Dataset entries:
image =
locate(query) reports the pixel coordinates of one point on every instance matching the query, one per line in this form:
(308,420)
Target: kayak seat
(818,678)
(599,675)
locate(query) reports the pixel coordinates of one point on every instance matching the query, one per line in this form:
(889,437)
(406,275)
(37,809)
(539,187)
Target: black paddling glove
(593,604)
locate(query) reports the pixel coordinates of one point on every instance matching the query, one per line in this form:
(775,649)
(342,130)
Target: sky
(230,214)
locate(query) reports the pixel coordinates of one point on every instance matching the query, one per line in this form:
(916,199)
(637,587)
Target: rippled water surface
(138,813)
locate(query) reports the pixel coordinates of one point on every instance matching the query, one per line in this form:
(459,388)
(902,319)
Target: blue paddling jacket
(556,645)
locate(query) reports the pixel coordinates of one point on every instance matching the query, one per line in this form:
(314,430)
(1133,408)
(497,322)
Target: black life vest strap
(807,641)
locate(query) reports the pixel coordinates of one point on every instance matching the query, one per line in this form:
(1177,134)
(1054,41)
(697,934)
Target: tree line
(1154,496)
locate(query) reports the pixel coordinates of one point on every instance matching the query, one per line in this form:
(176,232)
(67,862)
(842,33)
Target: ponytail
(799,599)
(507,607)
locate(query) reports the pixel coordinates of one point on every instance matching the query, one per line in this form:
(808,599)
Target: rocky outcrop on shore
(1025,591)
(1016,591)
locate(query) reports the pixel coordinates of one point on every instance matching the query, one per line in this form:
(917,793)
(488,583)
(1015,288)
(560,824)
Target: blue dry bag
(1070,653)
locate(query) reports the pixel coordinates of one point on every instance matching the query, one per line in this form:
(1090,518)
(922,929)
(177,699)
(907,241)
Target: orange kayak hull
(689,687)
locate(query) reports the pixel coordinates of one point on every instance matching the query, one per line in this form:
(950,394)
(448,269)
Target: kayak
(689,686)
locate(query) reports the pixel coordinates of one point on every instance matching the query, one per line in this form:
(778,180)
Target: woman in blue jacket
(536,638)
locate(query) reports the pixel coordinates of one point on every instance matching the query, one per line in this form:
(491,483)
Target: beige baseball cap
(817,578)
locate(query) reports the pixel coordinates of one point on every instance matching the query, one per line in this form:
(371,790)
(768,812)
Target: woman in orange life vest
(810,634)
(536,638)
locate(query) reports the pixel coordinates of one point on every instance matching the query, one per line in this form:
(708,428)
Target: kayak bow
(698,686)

» **Exercise**:
Print every record exactly as written.

» **Answer space**:
image =
locate(query) reports the pixel coordinates of one point on every instance matching the query, one per line in this form:
(308,420)
Target: kayak seat
(818,678)
(599,675)
locate(query) reports the pixel coordinates of one point on every instance matching the query, one per line in this form:
(889,437)
(406,275)
(37,809)
(539,187)
Target: black paddling glove
(593,604)
locate(query) reports the pixel coordinates of one point on every instance matching the query, one per line in this form:
(775,649)
(342,130)
Target: sky
(230,214)
locate(query) reports the pixel coordinates of one point on every instance matching the query, one per line in this form:
(916,199)
(637,587)
Target: rippled water surface
(138,813)
locate(query) reports the pixel coordinates of one point on every instance matching the query, one per line in this form:
(459,388)
(902,319)
Target: blue paddling jacket
(556,645)
locate(query) reports the pixel coordinates of one point on every instance matching the query, one per line in this form:
(314,430)
(1133,408)
(497,322)
Target: black life vest strap
(807,641)
locate(query) reports the pixel coordinates of one point on every instance matching the query, one per line in this form:
(1177,134)
(1054,41)
(697,934)
Target: tree line
(1154,496)
locate(query) reports the pixel coordinates of one point on every instance matching the query, one per line in this form:
(176,232)
(67,862)
(842,33)
Target: ponytail
(799,599)
(507,607)
locate(query) reports the pixel coordinates of one point on every instance matching the query, one per line in this form:
(808,599)
Target: rocky outcrop on shore
(1025,591)
(1016,591)
locate(query) reports the pixel coordinates of one point on every instance matching the query, one per line in this form:
(917,793)
(488,583)
(1015,288)
(560,824)
Target: blue dry bag
(1070,653)
locate(query) reports the pixel coordinates of one point on every instance matching the query, one per line in this form:
(1090,518)
(922,929)
(177,699)
(907,241)
Target: orange kayak hull
(689,687)
locate(query) reports the pixel coordinates of one point on every instance matching the query, one per line in this form:
(950,394)
(448,269)
Target: kayak
(689,686)
locate(query) reports the pixel coordinates of one point on every instance matching the query, one per line in this form:
(778,180)
Target: woman in blue jacket
(536,638)
locate(query) reports the pixel coordinates of one point on every instance matching the query, one per line in this form:
(491,483)
Target: beige baseball cap
(817,578)
locate(query) reports the pixel coordinates of one point on every instance matching the query, one per line in this form:
(371,790)
(768,812)
Target: woman in orange life vest
(810,634)
(536,638)
locate(query) reports the pixel coordinates of one point on every instance matching the query, one per line in this form:
(708,428)
Target: kayak bow
(698,686)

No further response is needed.